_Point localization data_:
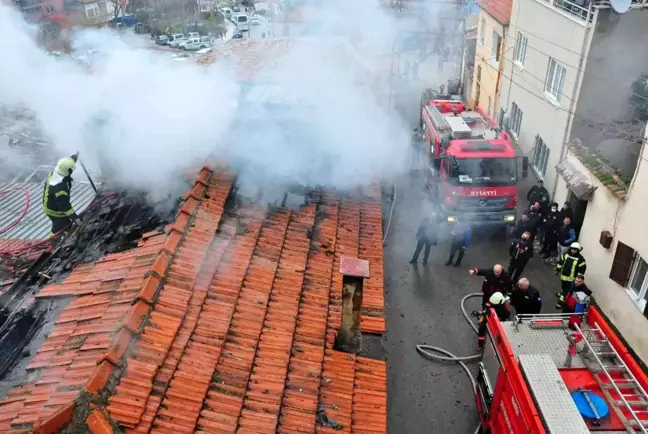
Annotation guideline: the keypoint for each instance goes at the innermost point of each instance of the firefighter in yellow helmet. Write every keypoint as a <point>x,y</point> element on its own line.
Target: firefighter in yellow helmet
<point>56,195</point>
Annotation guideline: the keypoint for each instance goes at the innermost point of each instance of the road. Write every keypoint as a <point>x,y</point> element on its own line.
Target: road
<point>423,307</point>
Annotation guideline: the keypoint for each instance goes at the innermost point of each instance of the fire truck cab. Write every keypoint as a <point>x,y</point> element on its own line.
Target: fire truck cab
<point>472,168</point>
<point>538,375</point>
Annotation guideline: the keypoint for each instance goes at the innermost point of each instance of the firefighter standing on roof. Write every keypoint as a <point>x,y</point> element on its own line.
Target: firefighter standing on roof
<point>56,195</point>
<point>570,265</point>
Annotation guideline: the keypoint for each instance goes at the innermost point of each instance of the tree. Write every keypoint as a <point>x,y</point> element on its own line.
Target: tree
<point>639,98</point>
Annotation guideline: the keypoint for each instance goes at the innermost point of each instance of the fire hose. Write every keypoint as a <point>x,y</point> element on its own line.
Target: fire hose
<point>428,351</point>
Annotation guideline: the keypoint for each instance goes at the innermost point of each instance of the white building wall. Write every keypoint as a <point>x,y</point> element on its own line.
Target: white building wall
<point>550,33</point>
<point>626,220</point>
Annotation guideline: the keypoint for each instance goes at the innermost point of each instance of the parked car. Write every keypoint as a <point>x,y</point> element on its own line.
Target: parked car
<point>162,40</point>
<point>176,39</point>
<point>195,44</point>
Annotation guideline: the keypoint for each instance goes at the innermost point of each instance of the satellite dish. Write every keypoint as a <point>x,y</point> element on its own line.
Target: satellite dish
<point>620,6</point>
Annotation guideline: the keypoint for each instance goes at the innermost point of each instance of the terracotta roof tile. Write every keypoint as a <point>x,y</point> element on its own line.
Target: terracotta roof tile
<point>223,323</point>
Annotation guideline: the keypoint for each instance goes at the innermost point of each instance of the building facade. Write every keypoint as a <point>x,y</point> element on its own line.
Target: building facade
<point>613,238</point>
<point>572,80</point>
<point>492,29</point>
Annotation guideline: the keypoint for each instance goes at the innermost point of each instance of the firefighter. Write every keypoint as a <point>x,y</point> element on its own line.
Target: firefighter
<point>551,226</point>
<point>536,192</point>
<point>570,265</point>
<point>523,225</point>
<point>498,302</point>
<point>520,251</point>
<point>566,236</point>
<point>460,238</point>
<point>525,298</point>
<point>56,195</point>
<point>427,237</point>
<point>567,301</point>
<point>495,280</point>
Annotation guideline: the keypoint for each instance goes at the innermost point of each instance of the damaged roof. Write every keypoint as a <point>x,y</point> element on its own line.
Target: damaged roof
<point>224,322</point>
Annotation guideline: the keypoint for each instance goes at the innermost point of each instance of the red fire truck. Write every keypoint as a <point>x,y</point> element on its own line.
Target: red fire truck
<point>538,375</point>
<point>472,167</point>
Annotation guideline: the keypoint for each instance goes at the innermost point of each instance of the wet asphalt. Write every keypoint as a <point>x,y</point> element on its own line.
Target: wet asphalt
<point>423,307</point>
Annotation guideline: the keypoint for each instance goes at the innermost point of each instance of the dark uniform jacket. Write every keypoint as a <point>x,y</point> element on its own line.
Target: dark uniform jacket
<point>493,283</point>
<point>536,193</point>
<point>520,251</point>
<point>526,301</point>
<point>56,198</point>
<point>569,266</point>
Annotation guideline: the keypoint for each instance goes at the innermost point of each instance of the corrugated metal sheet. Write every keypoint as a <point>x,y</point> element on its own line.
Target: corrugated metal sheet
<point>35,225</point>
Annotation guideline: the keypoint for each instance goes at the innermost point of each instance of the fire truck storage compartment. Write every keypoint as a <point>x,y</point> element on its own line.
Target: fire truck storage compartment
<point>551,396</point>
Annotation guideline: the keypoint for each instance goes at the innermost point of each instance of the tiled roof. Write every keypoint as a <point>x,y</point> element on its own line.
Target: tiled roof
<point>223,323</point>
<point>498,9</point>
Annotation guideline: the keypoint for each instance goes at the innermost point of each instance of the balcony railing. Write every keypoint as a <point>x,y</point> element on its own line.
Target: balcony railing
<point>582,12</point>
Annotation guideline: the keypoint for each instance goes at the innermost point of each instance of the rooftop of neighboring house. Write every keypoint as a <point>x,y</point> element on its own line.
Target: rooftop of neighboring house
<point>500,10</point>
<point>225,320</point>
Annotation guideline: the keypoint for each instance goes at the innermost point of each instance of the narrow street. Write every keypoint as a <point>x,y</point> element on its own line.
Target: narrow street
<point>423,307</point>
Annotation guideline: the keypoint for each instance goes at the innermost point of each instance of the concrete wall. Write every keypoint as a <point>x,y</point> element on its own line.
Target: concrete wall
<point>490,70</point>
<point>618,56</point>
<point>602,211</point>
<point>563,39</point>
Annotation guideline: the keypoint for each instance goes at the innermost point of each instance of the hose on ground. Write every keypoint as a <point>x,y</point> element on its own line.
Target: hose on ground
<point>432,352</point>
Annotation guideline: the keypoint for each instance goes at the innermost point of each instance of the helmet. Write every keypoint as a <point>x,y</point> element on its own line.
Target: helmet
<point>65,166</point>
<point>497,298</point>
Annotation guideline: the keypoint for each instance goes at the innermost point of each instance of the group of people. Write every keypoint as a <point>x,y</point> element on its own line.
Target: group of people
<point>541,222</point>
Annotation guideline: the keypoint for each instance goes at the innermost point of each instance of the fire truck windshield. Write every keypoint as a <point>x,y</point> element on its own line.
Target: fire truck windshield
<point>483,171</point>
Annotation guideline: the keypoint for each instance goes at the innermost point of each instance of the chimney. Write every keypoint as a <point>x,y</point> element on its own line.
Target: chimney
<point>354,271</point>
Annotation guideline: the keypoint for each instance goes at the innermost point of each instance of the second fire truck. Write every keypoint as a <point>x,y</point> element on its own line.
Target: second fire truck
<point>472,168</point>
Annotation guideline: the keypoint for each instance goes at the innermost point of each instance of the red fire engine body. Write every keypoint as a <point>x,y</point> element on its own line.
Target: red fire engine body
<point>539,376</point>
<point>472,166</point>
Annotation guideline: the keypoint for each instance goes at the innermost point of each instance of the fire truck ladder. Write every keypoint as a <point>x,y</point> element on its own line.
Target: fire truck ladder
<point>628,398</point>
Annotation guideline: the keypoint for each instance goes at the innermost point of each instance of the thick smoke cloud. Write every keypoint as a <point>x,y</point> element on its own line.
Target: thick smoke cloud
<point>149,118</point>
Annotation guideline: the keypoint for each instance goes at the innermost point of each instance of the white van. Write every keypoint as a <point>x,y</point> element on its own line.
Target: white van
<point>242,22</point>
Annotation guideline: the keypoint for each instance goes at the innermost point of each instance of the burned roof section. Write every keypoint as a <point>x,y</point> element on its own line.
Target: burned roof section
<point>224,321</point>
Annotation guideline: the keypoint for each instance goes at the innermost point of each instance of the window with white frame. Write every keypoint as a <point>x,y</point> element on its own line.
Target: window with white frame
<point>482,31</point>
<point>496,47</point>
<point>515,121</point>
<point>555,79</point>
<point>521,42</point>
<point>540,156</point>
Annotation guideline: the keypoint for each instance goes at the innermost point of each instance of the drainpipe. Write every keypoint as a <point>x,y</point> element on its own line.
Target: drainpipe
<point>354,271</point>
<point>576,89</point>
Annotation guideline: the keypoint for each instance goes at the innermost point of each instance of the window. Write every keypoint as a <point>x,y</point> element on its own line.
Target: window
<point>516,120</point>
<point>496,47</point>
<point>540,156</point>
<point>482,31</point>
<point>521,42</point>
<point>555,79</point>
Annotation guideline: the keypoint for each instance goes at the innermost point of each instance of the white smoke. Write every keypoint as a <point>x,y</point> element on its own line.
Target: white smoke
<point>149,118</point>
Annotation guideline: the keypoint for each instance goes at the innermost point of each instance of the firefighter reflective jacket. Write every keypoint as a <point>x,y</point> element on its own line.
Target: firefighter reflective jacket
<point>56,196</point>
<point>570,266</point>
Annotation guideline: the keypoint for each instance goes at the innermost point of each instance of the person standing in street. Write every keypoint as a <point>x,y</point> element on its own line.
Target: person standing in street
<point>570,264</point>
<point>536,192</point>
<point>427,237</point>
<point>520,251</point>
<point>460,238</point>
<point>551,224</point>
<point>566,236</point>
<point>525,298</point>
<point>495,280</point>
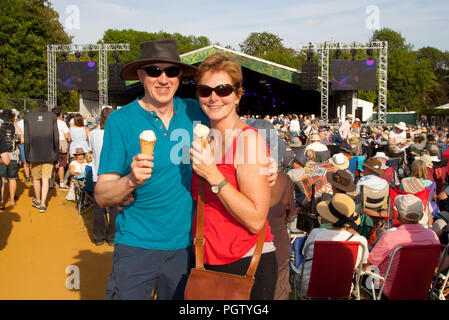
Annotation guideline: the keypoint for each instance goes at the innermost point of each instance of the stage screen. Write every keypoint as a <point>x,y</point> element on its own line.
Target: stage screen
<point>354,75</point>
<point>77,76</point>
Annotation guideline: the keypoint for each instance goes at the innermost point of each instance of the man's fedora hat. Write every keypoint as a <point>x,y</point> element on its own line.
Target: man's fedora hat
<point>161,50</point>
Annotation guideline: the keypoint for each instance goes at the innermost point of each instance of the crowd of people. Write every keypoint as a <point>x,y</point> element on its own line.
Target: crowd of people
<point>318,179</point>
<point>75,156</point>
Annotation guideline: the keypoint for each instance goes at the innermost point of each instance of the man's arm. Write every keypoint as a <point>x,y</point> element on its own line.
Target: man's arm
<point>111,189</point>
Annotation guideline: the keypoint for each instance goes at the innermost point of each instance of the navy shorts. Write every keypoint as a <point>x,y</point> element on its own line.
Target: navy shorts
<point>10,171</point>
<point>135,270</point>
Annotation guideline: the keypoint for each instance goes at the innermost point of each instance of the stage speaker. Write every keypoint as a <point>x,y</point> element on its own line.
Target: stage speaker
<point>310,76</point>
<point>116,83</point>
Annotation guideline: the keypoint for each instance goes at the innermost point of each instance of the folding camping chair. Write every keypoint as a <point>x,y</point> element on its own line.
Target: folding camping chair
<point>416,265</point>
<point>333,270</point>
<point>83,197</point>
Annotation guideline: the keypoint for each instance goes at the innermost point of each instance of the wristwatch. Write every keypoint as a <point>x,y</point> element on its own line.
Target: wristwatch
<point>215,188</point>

...

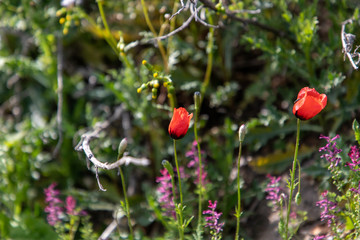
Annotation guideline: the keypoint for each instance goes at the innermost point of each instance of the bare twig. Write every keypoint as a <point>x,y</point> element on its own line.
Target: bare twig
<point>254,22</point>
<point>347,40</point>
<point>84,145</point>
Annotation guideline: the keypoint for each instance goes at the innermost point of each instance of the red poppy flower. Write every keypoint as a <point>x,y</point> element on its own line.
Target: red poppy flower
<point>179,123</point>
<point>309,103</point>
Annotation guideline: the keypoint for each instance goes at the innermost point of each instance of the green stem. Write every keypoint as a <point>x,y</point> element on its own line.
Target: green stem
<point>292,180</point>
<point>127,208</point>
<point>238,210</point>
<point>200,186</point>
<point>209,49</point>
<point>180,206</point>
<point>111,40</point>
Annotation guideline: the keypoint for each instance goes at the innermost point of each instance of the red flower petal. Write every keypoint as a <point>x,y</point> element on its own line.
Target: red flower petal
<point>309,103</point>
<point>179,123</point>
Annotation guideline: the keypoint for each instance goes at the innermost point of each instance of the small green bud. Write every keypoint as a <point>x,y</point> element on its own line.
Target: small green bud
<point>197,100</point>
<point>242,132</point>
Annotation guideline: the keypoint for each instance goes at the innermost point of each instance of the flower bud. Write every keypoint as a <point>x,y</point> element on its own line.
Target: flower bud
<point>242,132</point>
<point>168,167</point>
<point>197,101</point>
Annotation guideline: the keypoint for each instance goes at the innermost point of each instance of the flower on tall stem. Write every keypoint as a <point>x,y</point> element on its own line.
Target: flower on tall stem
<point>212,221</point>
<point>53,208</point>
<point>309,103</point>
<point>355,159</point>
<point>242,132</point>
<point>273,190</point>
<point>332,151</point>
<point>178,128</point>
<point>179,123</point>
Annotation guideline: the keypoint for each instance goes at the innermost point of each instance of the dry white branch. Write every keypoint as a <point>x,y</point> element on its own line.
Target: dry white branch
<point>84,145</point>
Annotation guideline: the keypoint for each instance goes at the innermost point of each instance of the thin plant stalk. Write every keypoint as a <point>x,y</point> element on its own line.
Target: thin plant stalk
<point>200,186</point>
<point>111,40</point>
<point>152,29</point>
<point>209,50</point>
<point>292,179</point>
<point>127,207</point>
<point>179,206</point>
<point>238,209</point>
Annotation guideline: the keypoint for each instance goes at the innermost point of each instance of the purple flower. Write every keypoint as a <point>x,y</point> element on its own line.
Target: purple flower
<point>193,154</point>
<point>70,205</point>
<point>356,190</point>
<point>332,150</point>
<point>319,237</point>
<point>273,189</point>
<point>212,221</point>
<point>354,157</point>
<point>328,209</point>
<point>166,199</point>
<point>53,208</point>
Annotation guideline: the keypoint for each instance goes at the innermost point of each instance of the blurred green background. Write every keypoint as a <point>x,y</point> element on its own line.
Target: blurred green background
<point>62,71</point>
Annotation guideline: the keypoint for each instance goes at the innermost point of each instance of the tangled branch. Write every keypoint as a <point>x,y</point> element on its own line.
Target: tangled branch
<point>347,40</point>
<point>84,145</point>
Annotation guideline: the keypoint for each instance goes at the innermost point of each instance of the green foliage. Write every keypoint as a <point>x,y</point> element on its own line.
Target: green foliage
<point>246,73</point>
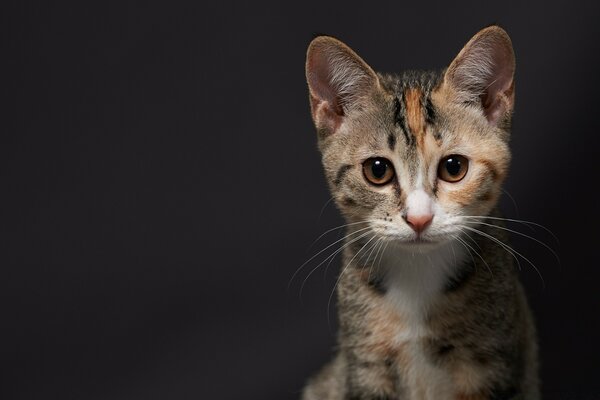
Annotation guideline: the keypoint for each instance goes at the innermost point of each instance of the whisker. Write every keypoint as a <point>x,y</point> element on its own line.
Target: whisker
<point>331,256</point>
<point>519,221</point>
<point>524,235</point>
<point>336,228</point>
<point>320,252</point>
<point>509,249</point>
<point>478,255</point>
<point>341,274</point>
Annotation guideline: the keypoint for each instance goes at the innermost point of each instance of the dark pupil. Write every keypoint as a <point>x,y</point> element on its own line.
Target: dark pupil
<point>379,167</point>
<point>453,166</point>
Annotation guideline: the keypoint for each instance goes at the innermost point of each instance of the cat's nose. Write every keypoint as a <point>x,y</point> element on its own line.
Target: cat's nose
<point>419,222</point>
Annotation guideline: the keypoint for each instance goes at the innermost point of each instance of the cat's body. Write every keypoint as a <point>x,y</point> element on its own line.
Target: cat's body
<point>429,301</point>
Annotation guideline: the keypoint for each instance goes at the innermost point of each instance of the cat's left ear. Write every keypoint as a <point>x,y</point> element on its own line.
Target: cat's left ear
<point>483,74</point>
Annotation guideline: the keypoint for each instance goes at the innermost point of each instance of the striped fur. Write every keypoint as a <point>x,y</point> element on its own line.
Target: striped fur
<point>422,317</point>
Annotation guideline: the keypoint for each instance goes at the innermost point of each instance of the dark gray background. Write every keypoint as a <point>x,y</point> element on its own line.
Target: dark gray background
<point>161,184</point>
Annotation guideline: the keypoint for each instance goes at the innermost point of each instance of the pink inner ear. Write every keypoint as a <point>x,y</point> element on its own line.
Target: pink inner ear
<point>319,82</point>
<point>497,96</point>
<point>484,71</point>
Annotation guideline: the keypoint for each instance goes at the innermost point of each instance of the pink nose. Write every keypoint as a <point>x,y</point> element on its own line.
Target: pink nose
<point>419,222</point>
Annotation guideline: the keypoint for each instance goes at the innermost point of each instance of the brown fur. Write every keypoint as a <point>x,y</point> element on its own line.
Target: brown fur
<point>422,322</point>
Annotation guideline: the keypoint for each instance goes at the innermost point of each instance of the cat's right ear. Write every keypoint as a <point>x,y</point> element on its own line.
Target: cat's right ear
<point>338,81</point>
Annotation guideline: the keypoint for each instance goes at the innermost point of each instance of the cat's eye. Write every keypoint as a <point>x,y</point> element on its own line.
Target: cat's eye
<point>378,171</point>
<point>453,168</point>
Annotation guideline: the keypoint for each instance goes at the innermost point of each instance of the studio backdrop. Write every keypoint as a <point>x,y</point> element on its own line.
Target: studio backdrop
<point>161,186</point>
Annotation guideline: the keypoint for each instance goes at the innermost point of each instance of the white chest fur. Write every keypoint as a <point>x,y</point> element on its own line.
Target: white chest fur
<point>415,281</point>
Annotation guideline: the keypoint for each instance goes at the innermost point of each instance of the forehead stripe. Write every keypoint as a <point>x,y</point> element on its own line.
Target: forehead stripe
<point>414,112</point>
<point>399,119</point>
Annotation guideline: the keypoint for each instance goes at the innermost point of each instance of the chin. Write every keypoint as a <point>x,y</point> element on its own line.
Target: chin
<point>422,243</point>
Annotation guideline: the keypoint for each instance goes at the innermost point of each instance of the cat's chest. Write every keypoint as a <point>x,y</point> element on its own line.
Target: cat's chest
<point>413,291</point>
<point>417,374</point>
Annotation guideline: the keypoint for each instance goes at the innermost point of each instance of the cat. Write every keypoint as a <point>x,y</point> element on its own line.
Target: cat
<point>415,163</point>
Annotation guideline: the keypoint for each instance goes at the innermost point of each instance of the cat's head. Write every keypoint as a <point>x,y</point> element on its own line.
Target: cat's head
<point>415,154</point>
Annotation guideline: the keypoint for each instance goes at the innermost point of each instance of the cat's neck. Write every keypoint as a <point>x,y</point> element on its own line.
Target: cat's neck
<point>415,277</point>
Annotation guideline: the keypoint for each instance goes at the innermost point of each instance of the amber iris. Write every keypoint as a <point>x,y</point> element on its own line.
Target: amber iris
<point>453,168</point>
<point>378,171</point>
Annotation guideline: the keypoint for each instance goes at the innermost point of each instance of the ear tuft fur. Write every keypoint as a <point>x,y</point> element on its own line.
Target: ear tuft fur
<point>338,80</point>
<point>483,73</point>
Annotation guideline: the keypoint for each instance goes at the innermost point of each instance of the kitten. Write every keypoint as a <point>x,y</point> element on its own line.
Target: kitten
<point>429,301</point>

* * *

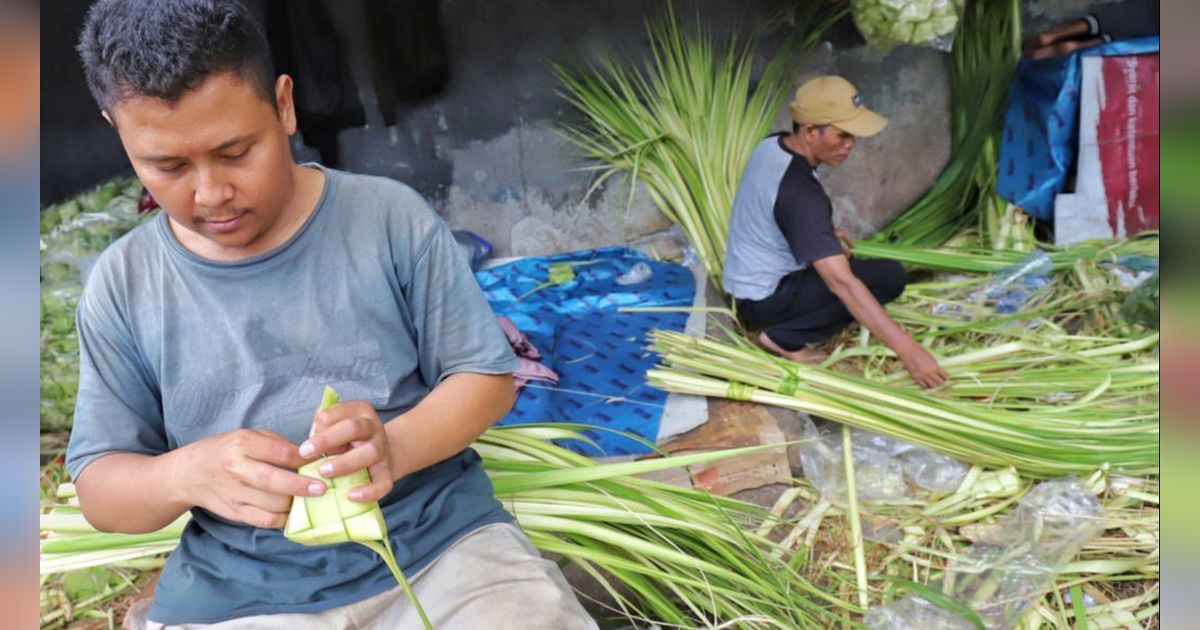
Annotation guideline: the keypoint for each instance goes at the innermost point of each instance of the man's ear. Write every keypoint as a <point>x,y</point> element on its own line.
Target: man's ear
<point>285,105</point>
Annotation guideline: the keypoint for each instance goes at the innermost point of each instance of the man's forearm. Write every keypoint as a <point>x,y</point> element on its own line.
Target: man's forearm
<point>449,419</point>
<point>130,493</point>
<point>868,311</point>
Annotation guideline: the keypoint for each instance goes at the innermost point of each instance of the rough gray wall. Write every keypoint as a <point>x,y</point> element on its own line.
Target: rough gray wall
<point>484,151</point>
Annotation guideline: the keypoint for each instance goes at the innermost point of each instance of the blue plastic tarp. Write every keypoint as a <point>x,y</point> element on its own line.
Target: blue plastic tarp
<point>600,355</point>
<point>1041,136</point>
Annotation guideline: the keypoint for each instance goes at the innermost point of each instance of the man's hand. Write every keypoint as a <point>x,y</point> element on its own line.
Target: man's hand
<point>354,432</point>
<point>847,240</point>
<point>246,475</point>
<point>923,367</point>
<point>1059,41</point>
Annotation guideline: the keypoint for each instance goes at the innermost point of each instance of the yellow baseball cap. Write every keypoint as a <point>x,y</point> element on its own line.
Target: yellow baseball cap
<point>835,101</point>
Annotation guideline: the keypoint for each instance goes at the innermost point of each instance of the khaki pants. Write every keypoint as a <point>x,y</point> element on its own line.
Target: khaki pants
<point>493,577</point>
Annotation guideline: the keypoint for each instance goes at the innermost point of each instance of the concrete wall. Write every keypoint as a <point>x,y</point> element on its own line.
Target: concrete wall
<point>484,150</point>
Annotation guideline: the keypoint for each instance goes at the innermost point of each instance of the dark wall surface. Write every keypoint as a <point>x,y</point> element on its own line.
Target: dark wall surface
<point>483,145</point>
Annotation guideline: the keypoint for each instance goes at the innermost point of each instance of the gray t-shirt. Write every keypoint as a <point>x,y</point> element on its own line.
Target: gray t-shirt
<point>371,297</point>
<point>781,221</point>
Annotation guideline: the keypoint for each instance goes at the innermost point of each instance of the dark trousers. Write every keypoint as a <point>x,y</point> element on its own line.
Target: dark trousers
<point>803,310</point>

_Work instruction_: Among the entries above, copy exactly only the lines starting with the one containing "of the thick" and going through the one containing "of the window.", both ends included.

_Result below_:
Annotation guideline: the keypoint for each instance goes at the innermost point of each instance of the thick smoke cloud. Write every keypoint as a <point>x,y</point> element on its own line.
Target: thick smoke cloud
<point>149,118</point>
Annotation guideline: the keypoint for each instance goes at the innermost point of each instance of the white van. Write every keypoint as a <point>x,y</point> element on its own line.
Target: white van
<point>242,22</point>
Annotation guideline: the keypoint for each instance goes at the innermost point of each instance of the burned roof section. Write every keypoint as a <point>x,y</point> element on its own line.
Target: burned roof section
<point>224,321</point>
Annotation guideline: the keypoint for each instance goes at the innermost point of each instance of the window with white frame. Write every keypoint as a <point>x,y</point> element on its own line.
Target: window with white frame
<point>482,31</point>
<point>496,47</point>
<point>515,121</point>
<point>555,79</point>
<point>521,42</point>
<point>540,156</point>
Annotation guideline: the keypoint for each instance goes at the innermost point of each instance of the drainpipe. Write every keypoint as a <point>x,y</point> element on its own line.
Target: drainpipe
<point>354,271</point>
<point>576,89</point>
Annotation guideline: the keypoint for each instance goes at the innermost point of each instance of the window. Write every keypoint as a <point>x,y</point> element on its own line.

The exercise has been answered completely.